= TASK STATEMENT =
Give back every line of the data below exactly.

*** EXTRACTED RECORDS Section Begins ***

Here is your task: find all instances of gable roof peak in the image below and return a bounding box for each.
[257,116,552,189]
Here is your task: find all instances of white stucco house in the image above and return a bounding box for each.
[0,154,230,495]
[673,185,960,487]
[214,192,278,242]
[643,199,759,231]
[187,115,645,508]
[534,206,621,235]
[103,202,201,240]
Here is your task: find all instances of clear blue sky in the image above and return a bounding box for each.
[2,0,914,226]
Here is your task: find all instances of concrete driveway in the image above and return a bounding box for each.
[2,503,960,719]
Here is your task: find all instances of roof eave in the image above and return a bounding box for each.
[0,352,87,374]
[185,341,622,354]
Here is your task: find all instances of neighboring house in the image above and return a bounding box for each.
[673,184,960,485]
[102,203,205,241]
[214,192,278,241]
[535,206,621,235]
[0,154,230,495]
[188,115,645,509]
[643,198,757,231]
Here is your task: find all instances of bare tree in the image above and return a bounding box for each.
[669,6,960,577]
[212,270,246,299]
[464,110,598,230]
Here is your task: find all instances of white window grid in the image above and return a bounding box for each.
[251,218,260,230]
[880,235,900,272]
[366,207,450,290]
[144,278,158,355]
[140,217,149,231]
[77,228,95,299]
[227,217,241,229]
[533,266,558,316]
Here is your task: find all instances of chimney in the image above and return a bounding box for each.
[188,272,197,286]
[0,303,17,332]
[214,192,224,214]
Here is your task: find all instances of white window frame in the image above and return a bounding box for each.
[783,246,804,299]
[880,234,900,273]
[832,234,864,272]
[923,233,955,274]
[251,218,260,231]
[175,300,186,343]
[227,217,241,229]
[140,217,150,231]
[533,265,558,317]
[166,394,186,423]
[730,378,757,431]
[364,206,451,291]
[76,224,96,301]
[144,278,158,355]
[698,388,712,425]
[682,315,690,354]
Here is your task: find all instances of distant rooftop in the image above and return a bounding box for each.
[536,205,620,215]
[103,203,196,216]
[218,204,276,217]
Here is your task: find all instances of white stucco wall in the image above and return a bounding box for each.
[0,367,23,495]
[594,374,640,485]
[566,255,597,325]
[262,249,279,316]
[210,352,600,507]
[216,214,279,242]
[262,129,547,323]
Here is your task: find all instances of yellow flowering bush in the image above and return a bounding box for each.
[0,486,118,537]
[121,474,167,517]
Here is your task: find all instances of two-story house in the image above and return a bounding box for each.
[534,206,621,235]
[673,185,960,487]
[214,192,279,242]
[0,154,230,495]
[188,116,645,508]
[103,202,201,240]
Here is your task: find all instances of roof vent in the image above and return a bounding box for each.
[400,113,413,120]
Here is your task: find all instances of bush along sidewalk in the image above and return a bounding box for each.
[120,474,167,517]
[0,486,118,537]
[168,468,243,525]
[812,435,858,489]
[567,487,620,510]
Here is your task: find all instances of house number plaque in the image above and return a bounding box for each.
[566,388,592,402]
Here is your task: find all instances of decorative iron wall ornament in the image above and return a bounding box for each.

*** EXTRACTED RECORDS Section Ends ***

= WRITTEN SOLUTION =
Here is your task: find all instances of gable roof peak in the image below and return a bounding box for each.
[257,116,552,189]
Here is your task: find all instances of white stucco house in the image above and return a bounding box for each.
[0,154,230,495]
[673,185,960,487]
[214,192,278,242]
[643,199,759,231]
[187,115,645,508]
[534,206,621,235]
[103,202,201,240]
Here is your task: find all instances of clear blue sky in the image above and return a bounding box for each.
[2,0,914,226]
Here is your task: find all instances of concrete driveway in the image above and return a bounding box for each.
[2,503,960,719]
Here is your task: find all instances of roof eave in the image above and return a bounding box for each.
[0,352,87,374]
[185,341,622,354]
Here is your task: find all instances of neighboring house in the image above and return a bounding box for each.
[673,184,960,485]
[102,203,205,241]
[214,192,278,241]
[535,206,621,235]
[0,154,230,495]
[188,115,645,509]
[643,198,757,231]
Here is your task: find all instances of bare tree in the image above and return a bounding box for each.
[669,6,960,577]
[212,270,246,299]
[464,110,598,230]
Here is your task: find all instances of white window grid in the image above and return a bounding box for each.
[251,218,260,230]
[880,235,900,272]
[366,207,450,290]
[144,278,158,355]
[140,217,149,231]
[77,228,95,299]
[227,217,241,229]
[533,266,558,316]
Here is your task: find all instances of chimney in the image above and return a bounding box for each.
[188,272,197,286]
[0,303,17,332]
[214,192,224,214]
Here is your task: find all instances of white window frame in the image above and return a bounding box for each.
[783,246,804,299]
[880,234,900,273]
[832,234,864,272]
[923,233,955,274]
[251,218,260,231]
[175,300,186,343]
[227,217,241,229]
[140,217,150,231]
[533,265,558,317]
[166,394,186,423]
[730,378,757,431]
[364,206,451,291]
[76,224,96,301]
[144,278,158,355]
[698,388,712,425]
[682,315,690,354]
Here is your task: find all instances of distant rooftop in the image above and return a bounding box for each.
[536,205,620,215]
[103,203,196,216]
[218,204,276,217]
Here is your task: find all instances of white stucco wall in the image above and return a bounding box for each.
[0,367,23,495]
[594,374,640,485]
[566,255,597,325]
[262,249,279,316]
[210,352,600,507]
[216,214,279,242]
[262,129,547,323]
Here is your task: find all instances of yellow flowering bush in the image above and return a bounding box for each.
[0,486,118,537]
[121,474,167,517]
Here is your task: find all instances of two-story house in the image above and return a bounding box for each.
[534,206,621,235]
[673,185,960,487]
[214,192,279,242]
[0,154,230,495]
[188,116,645,508]
[103,202,201,240]
Here is your task: find all instances of roof vent in the image above and return a bounding box for each.
[400,113,413,120]
Here is your task: find all instances of bush along sidewalk in the image above and return a bounding box for each.
[120,474,167,517]
[0,486,118,537]
[168,468,243,525]
[812,435,858,489]
[567,487,620,510]
Here is your task: find all instances of house number plaque in the image above and return a bounding box for each.
[566,388,592,402]
Here is your task: find all instances of decorative iron wall ornament in the image above and return a bounding box for each.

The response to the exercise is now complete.